Written exercise: Write out again only the lines running from the one that contains "Could you spot the door frame" to the end of the records below, including both the first and the last.

[Start Provided data]

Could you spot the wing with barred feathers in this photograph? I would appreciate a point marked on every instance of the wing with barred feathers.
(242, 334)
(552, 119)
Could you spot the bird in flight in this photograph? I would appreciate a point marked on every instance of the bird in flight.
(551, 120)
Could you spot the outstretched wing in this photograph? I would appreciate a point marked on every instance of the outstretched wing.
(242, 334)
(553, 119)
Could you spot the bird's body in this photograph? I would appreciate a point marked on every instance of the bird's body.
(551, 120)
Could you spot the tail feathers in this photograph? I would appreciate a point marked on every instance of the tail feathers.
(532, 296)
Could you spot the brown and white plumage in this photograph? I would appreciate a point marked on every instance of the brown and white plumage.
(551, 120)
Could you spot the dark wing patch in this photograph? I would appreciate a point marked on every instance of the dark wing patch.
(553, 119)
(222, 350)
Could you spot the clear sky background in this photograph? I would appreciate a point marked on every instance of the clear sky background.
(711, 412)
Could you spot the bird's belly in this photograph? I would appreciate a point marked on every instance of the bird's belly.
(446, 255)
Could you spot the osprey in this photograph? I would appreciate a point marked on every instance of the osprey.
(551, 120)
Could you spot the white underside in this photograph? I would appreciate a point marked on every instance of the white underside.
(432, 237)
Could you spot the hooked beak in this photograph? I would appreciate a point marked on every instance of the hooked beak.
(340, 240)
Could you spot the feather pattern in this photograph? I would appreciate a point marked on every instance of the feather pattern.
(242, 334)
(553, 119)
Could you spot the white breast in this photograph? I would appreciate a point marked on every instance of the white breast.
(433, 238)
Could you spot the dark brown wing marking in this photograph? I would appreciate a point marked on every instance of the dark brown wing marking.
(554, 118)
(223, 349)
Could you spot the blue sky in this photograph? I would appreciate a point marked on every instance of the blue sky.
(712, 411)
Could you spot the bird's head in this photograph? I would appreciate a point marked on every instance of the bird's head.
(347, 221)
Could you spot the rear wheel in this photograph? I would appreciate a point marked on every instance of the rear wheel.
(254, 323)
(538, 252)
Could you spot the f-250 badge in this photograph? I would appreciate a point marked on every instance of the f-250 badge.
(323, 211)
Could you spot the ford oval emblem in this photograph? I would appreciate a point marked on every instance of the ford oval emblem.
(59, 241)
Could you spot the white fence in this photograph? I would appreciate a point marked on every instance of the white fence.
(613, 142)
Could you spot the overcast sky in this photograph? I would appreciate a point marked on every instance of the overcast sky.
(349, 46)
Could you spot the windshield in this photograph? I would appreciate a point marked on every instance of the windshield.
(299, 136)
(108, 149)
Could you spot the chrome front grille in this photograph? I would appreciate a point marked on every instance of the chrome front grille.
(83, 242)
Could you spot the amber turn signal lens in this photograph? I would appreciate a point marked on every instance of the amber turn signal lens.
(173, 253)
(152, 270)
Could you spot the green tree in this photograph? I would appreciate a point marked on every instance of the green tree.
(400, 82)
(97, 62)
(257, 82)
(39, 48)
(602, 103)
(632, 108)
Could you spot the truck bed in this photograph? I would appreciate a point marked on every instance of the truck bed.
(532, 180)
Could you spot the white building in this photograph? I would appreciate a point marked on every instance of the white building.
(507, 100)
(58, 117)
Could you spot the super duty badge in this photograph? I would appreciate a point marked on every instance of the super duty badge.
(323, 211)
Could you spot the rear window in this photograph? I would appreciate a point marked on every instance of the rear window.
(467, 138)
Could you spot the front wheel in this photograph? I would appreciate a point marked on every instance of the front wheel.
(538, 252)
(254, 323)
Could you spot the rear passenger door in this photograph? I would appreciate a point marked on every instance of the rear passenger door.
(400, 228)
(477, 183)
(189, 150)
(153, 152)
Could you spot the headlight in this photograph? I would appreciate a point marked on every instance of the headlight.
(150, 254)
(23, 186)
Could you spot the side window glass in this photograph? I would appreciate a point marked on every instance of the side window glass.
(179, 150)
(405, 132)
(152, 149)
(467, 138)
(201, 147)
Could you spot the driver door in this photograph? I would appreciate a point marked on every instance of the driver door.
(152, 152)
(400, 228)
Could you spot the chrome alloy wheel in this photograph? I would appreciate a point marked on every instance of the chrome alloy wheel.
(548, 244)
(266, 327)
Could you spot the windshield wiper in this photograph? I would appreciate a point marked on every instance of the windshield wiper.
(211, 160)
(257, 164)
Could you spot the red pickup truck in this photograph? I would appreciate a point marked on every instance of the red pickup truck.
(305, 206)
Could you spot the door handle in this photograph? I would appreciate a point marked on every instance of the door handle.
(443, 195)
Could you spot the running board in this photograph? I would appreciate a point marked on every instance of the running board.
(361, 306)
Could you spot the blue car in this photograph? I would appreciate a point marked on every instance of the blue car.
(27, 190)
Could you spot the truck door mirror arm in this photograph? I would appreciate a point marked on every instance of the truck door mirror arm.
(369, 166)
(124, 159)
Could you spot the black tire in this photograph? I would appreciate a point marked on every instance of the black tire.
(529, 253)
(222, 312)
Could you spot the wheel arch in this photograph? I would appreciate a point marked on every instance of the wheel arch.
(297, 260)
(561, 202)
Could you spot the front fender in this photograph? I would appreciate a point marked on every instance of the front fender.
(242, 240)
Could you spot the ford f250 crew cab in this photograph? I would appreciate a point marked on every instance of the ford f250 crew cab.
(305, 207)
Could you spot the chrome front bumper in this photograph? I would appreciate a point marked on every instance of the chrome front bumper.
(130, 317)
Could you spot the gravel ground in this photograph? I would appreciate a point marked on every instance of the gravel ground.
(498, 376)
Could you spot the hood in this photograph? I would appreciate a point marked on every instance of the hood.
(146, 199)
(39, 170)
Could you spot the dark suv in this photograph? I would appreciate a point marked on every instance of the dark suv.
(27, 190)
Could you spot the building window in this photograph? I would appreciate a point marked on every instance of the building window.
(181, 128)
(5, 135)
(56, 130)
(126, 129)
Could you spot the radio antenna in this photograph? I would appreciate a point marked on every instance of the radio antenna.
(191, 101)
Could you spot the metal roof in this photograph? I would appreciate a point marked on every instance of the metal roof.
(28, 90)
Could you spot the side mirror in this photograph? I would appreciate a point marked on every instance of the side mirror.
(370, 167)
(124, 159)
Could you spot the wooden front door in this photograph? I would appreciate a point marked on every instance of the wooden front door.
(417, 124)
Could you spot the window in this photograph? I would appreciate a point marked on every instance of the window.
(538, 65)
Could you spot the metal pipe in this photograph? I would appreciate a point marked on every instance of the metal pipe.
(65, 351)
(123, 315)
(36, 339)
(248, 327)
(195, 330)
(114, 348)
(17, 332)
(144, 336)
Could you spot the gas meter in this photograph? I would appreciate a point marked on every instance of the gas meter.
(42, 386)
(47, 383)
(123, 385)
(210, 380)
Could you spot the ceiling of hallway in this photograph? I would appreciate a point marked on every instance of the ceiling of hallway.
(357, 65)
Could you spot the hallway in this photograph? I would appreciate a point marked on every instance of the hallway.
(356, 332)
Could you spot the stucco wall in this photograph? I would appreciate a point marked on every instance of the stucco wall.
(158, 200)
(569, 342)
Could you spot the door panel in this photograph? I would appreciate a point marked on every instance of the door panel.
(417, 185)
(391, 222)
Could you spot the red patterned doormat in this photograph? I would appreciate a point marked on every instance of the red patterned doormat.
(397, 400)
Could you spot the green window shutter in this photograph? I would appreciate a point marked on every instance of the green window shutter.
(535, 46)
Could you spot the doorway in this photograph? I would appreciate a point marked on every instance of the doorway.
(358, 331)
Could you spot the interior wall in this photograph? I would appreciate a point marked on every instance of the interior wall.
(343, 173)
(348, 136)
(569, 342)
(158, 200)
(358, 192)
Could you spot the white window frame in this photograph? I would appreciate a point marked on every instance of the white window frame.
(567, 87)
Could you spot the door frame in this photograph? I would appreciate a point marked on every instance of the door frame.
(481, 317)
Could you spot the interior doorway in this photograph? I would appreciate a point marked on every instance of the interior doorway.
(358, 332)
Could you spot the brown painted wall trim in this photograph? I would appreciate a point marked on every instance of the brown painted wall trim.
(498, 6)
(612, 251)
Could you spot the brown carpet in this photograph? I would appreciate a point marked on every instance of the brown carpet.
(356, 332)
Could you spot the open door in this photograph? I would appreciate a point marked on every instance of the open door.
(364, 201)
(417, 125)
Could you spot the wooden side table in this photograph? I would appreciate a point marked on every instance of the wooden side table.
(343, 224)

[End Provided data]

Final result:
Could you spot the door frame in this photograph? I would appreciate a point marked on every instance of the door frame.
(481, 317)
Could you spot the interior doorway in this photograph? I would appreciate a point marked on every instance of the interior doorway.
(358, 332)
Could you spot the brown painted wall trim in this photograph? I would appreciate a point marked on every instance of the brown painted wall trim.
(498, 6)
(612, 251)
Could you spot the brown carpet in this photograph? I would appreciate a point marked on every instance of the brown carpet.
(356, 332)
Could you spot the open door in this photograph? I would appreciate a point marked on every instance of the open door.
(364, 201)
(417, 125)
Could you spot the wooden side table in this photograph? I would appreciate a point marked on every instance of the wooden side table.
(343, 224)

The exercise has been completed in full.